THE REQUEST: Please express the records below, from the line holding "like [572, 276]." through the end of the records, inclusive, as a two-column CSV with the columns text and answer. Give one row per record, with its text and its answer each in a single quoted field and line breaks turned into spaces.

>> Begin

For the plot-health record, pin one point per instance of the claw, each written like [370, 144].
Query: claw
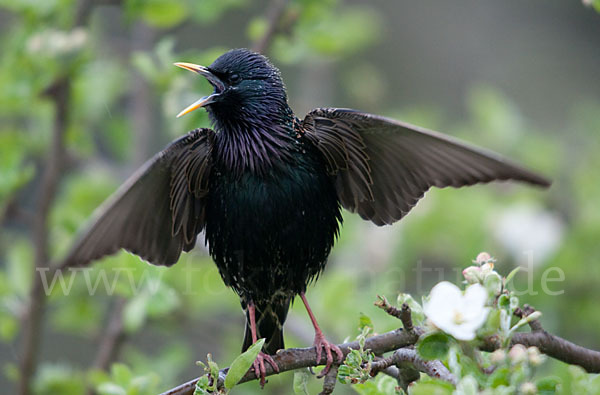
[259, 367]
[322, 343]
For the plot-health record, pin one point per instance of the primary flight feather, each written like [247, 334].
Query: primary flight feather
[268, 189]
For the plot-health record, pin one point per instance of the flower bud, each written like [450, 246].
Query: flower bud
[472, 274]
[483, 257]
[518, 354]
[498, 356]
[487, 268]
[493, 283]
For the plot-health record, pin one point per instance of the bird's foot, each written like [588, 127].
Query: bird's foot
[259, 367]
[322, 343]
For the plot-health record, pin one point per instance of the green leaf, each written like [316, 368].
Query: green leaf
[434, 346]
[467, 386]
[135, 312]
[300, 380]
[548, 385]
[364, 322]
[111, 389]
[500, 376]
[511, 275]
[242, 363]
[121, 373]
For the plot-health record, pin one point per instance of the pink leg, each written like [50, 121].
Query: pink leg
[259, 362]
[321, 342]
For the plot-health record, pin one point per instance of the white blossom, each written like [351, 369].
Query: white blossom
[457, 314]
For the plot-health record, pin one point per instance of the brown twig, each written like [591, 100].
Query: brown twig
[296, 358]
[435, 368]
[527, 310]
[59, 93]
[403, 314]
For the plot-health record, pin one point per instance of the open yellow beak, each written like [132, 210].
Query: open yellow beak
[213, 79]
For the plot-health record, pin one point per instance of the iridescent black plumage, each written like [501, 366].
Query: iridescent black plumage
[268, 188]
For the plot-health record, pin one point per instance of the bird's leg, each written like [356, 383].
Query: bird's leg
[321, 342]
[259, 363]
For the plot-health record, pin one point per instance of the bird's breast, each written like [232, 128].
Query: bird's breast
[270, 232]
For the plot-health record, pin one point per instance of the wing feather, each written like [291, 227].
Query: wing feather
[383, 167]
[158, 211]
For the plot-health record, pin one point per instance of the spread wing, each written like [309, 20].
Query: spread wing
[158, 211]
[383, 167]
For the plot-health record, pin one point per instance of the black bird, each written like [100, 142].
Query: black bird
[268, 188]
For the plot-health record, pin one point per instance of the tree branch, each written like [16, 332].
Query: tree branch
[59, 93]
[296, 358]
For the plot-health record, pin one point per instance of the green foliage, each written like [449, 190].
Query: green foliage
[242, 363]
[357, 364]
[122, 381]
[434, 345]
[103, 58]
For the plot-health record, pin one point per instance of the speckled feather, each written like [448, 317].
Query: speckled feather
[268, 188]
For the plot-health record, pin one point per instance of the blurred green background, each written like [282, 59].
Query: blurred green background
[521, 78]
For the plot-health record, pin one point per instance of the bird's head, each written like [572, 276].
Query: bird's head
[247, 88]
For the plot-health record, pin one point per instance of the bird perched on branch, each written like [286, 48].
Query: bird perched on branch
[268, 189]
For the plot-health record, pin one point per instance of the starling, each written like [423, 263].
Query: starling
[268, 188]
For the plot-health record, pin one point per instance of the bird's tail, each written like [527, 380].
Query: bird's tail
[269, 325]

>> End

ANSWER TO THIS TASK:
text,answer
"For the plot-health record, pin one point per instance of the bird's head, each written like [572, 276]. Query: bird's head","[247, 88]"
"For the plot-health record, pin one point per instance of the bird perched on branch, each written like [286, 48]. Query: bird perched on branch","[268, 189]"
"For the plot-health record, pin one point per instance of the starling, each written like [423, 263]. Query: starling","[268, 188]"
"For the plot-health record, pin one point per instance of the bird's tail, each written like [527, 380]. Query: bird's tail","[269, 325]"